Records from a dataset:
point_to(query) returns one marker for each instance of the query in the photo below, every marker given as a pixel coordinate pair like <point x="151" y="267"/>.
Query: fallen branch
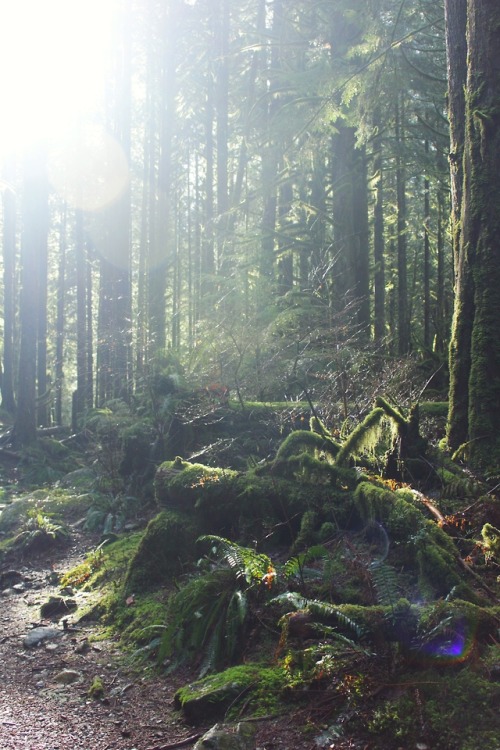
<point x="178" y="743"/>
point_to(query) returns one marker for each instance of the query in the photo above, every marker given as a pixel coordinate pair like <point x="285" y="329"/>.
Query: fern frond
<point x="320" y="609"/>
<point x="391" y="412"/>
<point x="295" y="565"/>
<point x="385" y="582"/>
<point x="244" y="561"/>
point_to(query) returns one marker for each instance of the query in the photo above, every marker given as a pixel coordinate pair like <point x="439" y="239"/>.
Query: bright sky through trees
<point x="54" y="55"/>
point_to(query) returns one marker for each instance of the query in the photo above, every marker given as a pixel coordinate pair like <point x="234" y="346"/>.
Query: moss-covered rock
<point x="167" y="543"/>
<point x="184" y="485"/>
<point x="259" y="687"/>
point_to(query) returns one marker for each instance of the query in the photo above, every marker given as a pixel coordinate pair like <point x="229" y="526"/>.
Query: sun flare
<point x="54" y="56"/>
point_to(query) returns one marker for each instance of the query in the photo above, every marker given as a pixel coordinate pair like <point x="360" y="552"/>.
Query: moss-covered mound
<point x="221" y="696"/>
<point x="166" y="545"/>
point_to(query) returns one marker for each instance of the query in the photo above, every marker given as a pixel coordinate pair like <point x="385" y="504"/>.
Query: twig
<point x="178" y="743"/>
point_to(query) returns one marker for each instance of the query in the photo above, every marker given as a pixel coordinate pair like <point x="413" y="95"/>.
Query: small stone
<point x="39" y="635"/>
<point x="67" y="676"/>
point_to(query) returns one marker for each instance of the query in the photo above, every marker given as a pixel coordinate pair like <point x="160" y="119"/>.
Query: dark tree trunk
<point x="460" y="344"/>
<point x="379" y="243"/>
<point x="34" y="244"/>
<point x="403" y="317"/>
<point x="9" y="275"/>
<point x="60" y="320"/>
<point x="475" y="370"/>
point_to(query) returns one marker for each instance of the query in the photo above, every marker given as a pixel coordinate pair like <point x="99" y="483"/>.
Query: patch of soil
<point x="37" y="712"/>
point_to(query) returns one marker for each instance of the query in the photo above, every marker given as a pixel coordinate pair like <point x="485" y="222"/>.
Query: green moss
<point x="434" y="409"/>
<point x="363" y="438"/>
<point x="491" y="540"/>
<point x="137" y="621"/>
<point x="259" y="688"/>
<point x="184" y="485"/>
<point x="396" y="510"/>
<point x="105" y="566"/>
<point x="449" y="710"/>
<point x="437" y="561"/>
<point x="299" y="440"/>
<point x="166" y="545"/>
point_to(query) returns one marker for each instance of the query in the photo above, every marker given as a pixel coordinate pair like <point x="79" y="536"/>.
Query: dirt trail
<point x="39" y="713"/>
<point x="136" y="713"/>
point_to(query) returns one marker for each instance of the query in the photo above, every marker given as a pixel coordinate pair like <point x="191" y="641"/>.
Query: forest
<point x="250" y="355"/>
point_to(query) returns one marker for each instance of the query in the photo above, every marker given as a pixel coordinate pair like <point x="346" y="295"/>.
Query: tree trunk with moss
<point x="475" y="364"/>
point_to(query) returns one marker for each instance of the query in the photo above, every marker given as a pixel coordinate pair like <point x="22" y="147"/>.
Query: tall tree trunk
<point x="60" y="319"/>
<point x="9" y="276"/>
<point x="34" y="243"/>
<point x="403" y="318"/>
<point x="378" y="242"/>
<point x="350" y="223"/>
<point x="427" y="259"/>
<point x="481" y="228"/>
<point x="460" y="344"/>
<point x="82" y="399"/>
<point x="221" y="18"/>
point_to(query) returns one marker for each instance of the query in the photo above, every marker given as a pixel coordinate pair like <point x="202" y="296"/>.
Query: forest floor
<point x="45" y="703"/>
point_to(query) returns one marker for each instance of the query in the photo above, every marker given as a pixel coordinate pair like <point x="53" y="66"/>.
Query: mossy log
<point x="419" y="542"/>
<point x="259" y="687"/>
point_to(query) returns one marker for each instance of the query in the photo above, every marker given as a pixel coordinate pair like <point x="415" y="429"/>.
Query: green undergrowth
<point x="105" y="567"/>
<point x="249" y="689"/>
<point x="455" y="709"/>
<point x="136" y="619"/>
<point x="61" y="504"/>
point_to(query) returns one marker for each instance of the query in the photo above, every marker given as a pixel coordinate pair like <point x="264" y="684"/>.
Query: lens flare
<point x="89" y="169"/>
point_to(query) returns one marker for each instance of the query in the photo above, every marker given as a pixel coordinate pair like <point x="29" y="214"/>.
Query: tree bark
<point x="34" y="243"/>
<point x="477" y="306"/>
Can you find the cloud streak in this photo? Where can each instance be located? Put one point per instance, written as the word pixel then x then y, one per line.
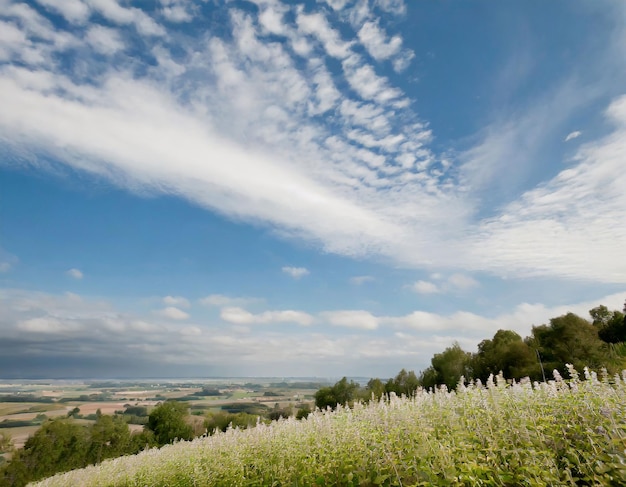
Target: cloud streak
pixel 323 148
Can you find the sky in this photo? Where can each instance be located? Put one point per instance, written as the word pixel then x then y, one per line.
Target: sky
pixel 302 189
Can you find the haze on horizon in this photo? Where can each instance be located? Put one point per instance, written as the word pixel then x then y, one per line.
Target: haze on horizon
pixel 318 188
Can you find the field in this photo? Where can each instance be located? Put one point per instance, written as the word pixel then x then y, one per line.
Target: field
pixel 26 404
pixel 557 433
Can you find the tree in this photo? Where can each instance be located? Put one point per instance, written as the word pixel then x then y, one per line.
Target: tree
pixel 58 446
pixel 611 325
pixel 569 339
pixel 405 383
pixel 506 352
pixel 167 422
pixel 343 392
pixel 110 437
pixel 447 368
pixel 376 388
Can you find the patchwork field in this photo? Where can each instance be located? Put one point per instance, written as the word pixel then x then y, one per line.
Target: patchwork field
pixel 31 402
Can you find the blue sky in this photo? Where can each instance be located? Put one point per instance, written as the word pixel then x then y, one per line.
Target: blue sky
pixel 325 188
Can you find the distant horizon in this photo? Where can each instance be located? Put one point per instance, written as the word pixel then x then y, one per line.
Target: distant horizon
pixel 324 187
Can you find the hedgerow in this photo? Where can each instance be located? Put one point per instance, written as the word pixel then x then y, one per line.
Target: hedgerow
pixel 562 432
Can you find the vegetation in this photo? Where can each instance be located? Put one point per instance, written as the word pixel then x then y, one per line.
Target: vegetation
pixel 440 443
pixel 61 445
pixel 497 434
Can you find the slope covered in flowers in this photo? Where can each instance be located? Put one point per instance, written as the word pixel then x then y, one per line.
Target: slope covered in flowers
pixel 557 433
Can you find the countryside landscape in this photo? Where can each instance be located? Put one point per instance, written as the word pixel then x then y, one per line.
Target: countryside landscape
pixel 461 421
pixel 312 243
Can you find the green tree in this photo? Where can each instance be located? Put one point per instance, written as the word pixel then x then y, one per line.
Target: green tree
pixel 404 383
pixel 110 437
pixel 58 446
pixel 569 339
pixel 506 352
pixel 611 325
pixel 343 392
pixel 375 388
pixel 447 368
pixel 168 422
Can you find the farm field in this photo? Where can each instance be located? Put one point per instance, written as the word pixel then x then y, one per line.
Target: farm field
pixel 27 404
pixel 557 433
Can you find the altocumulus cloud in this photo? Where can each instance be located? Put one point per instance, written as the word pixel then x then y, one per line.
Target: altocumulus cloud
pixel 296 272
pixel 297 107
pixel 75 273
pixel 85 336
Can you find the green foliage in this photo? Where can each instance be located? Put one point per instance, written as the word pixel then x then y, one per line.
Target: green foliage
pixel 61 445
pixel 375 388
pixel 57 446
pixel 405 383
pixel 569 339
pixel 6 443
pixel 245 407
pixel 611 325
pixel 167 422
pixel 506 352
pixel 556 433
pixel 303 412
pixel 447 368
pixel 222 421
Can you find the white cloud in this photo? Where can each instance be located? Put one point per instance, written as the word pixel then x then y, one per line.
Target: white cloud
pixel 359 319
pixel 336 4
pixel 296 272
pixel 48 325
pixel 364 81
pixel 425 287
pixel 317 25
pixel 74 11
pixel 240 316
pixel 358 280
pixel 178 301
pixel 461 281
pixel 91 330
pixel 396 7
pixel 177 10
pixel 573 135
pixel 293 140
pixel 220 300
pixel 104 39
pixel 375 41
pixel 114 12
pixel 75 273
pixel 172 313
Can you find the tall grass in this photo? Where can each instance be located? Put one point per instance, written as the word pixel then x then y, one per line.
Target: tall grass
pixel 498 434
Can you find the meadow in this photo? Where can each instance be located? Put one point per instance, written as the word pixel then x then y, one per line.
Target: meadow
pixel 561 432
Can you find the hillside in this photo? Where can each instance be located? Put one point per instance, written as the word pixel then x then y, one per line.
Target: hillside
pixel 559 433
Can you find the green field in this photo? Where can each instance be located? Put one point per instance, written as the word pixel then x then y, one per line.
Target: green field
pixel 557 433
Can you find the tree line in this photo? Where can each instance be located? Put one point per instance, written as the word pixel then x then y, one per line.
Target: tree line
pixel 567 339
pixel 62 444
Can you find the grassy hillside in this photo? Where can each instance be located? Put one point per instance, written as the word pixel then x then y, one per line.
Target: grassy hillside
pixel 558 433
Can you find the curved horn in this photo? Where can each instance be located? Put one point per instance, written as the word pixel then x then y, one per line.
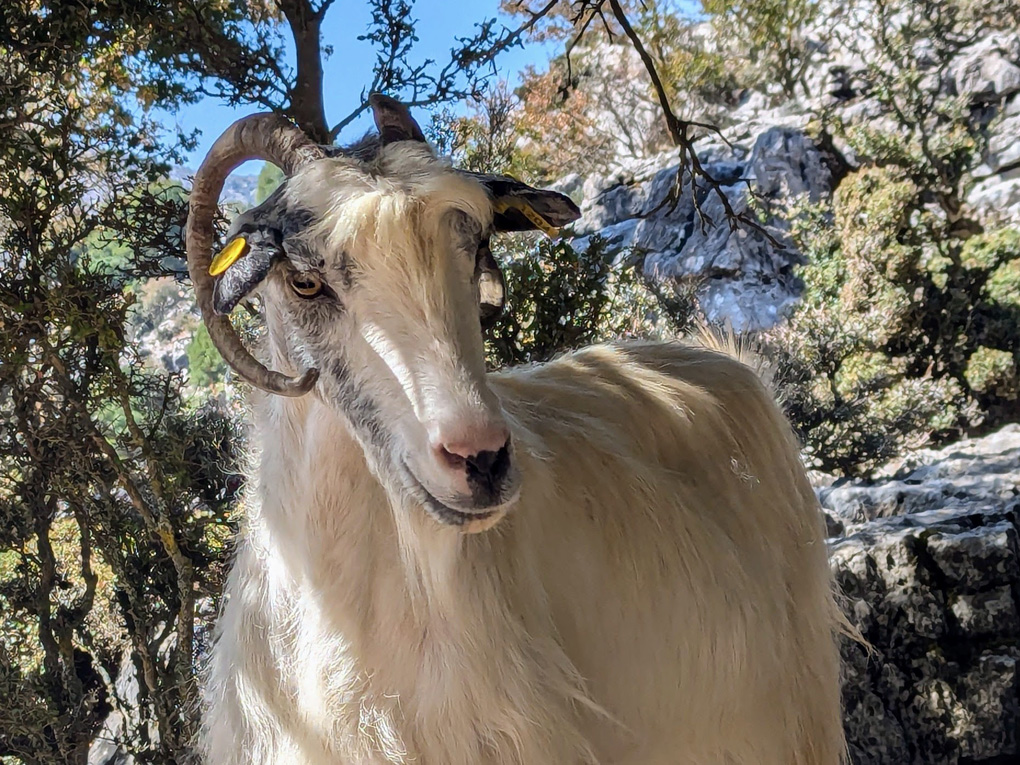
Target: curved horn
pixel 268 137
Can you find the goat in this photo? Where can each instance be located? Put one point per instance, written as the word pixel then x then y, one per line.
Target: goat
pixel 611 558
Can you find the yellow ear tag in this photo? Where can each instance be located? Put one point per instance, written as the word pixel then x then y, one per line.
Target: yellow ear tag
pixel 228 256
pixel 538 221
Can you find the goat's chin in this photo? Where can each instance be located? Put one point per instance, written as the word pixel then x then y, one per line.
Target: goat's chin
pixel 464 514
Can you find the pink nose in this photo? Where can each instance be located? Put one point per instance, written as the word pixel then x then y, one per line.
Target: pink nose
pixel 476 446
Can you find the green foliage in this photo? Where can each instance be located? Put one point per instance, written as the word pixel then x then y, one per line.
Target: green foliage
pixel 903 335
pixel 205 365
pixel 269 177
pixel 909 326
pixel 560 298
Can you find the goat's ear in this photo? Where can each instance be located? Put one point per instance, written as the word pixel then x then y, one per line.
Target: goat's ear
pixel 519 207
pixel 253 245
pixel 242 265
pixel 394 120
pixel 492 289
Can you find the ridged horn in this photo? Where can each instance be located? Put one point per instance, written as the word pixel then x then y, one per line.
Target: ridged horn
pixel 273 139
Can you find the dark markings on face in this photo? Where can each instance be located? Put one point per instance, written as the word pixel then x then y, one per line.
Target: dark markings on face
pixel 360 410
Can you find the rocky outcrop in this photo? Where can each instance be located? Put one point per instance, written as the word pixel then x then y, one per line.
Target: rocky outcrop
pixel 744 277
pixel 927 562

Work instruction: Taking the records above, retype every line from the one with "Target: green tree" down to the one with "Can you find the altocumulus", exactly and with nothing else.

Expected answer:
Target: green tree
pixel 404 383
pixel 110 437
pixel 58 446
pixel 569 339
pixel 506 352
pixel 611 325
pixel 343 392
pixel 375 388
pixel 447 368
pixel 168 422
Can you find the farm field in this photo? Where can each instance be located? Put one point per instance, written as the word pixel then x then y, one per line.
Target: farm field
pixel 27 404
pixel 557 433
Can you find the altocumulus cloud in this photo? Where can each instance be located? Put one point per instance, written as the word pixel then x then y, one per line.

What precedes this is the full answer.